### Records shown:
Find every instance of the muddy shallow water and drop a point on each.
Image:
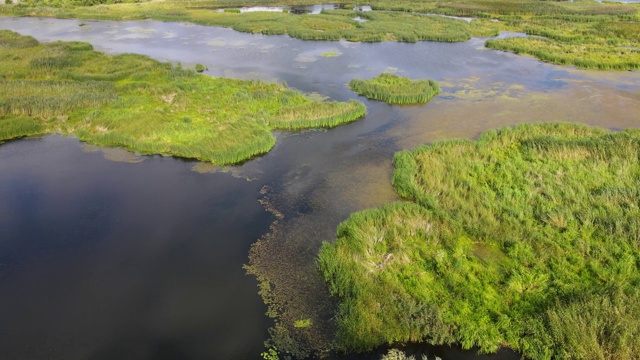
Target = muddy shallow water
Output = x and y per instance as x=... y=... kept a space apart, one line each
x=143 y=259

### Aim of the task:
Give back every record exactly. Omit the pictures.

### Output for this exercise:
Find every instance of the muddy shallow water and drop a point on each.
Image:
Target = muddy shallow water
Output = x and y per instance as x=... y=... kept a space apart, one line each
x=143 y=259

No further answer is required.